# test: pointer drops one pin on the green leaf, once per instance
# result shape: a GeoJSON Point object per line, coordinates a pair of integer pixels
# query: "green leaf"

+ + + + + + +

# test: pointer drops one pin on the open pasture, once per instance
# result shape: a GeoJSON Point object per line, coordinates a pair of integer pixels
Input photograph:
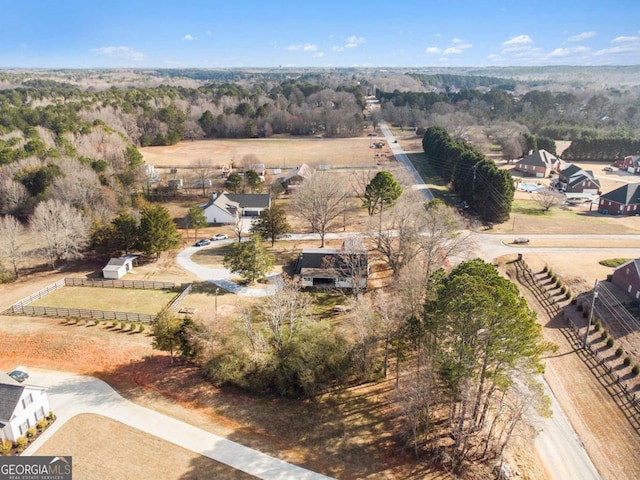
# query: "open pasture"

+ + + + + + +

[What this task involves] Pull out every line of the data above that contains the word "test", and copy each one in full.

[Expected answer]
# test: pointer drops one pin on the green leaf, once per instance
# test: pointer drops one pin on the open pasture, once per instance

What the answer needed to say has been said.